### Fragmento del documento
____________________

Para nosotros, cristianos, que somos de Cristo, que somos Cristo (es el sentido del término “cristiano”), la Resurrección es la única razón de nuestra vida. Sin la Resurrección, como dice el apóstol Pablo, vana es nuestra fe, vana nuestra predicación, y somos falsos testimonios ante Dios. Pero si la Resurrección es la razón de nuestra vida, es preciso vivirla concreta y efectivamente cada día; cada día debemos vivir conjuntamente nuestra muerte y nuestra resurrección; no la una sin la otra: las dos juntas. Vivir la Resurrección y vivir en Cristo son dos cosas rigurosamente sinónimas, ya que Cristo ha dicho: “Yo soy la Resurrección y la Vida”. Nuestra única preocupación debe ser pues hacer crecer en nosotros a Cristo resucitado.

¿Cómo hacerlo? ¿cómo lograrlo? Hay multitud de métodos, pero dos de ellos están perfectamente comprobados, ya que el mismo Cristo nos los ha enseñado con la palabra y con el ejemplo: el don y el perdón.

____________________

### Listado de datos
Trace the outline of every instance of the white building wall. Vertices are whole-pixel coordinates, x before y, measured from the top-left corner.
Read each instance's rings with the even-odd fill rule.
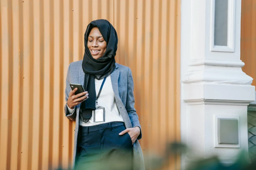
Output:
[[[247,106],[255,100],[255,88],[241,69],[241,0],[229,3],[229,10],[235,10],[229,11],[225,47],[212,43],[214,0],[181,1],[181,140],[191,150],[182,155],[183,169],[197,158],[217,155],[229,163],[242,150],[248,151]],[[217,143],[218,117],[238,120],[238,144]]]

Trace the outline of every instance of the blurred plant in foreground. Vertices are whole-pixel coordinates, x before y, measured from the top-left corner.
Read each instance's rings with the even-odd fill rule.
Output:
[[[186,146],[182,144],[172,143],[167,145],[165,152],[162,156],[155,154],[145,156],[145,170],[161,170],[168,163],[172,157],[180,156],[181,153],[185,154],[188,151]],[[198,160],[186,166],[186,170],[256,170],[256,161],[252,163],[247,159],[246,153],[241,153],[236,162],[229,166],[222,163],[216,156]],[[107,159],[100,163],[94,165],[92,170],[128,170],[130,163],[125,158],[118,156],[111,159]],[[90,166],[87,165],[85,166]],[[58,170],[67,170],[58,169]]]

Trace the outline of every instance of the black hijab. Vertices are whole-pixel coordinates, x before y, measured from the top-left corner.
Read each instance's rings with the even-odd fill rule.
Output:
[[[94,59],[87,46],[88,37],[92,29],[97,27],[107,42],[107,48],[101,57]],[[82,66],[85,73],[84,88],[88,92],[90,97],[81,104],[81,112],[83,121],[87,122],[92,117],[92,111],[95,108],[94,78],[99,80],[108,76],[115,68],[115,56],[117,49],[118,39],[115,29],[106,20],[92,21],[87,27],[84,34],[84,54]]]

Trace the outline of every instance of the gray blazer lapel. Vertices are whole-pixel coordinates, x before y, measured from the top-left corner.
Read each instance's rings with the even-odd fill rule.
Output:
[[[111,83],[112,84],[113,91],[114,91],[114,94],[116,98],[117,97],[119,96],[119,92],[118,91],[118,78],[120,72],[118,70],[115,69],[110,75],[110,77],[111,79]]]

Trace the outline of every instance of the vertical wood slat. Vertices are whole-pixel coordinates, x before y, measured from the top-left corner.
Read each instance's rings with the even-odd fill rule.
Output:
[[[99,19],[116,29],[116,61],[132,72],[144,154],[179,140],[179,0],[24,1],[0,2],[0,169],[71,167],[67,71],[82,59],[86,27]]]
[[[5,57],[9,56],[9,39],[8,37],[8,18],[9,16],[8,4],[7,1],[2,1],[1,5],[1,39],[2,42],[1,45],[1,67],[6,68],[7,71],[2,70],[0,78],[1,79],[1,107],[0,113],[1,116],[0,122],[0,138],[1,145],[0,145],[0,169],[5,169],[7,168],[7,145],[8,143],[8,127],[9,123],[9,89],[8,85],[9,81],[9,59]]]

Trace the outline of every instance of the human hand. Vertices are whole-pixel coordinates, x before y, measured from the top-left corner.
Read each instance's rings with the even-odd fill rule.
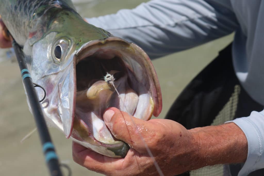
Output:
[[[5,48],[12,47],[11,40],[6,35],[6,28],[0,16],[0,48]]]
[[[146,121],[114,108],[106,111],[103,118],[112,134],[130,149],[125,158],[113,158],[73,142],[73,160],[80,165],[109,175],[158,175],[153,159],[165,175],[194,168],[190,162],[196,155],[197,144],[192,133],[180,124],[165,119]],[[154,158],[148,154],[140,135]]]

____________________

### Lista de tareas
a. Según el fragmento sobre la Resurrección, ¿cuáles son los dos métodos que el mismo Cristo enseñó con la palabra y con el ejemplo?
b. Extrae de los registros todas las líneas que contengan la palabra "measured".
El fragmento y los registros no guardan relación entre sí.

### Problemas resueltos
a. El don y el perdón.

b.
Trace the outline of every instance of the white building wall. Vertices are whole-pixel coordinates, x before y, measured from the top-left corner.
Trace the outline of every instance of the blurred plant in foreground. Vertices are whole-pixel coordinates, x before y, measured from the top-left corner.
Trace the outline of every instance of the black hijab. Vertices are whole-pixel coordinates, x before y, measured from the top-left corner.
Trace the outline of every instance of the gray blazer lapel. Vertices are whole-pixel coordinates, x before y, measured from the top-left corner.
Trace the outline of every instance of the vertical wood slat. Vertices are whole-pixel coordinates, x before y, measured from the top-left corner.
Trace the outline of every instance of the human hand. Vertices are whole-pixel coordinates, x before y, measured from the top-left corner.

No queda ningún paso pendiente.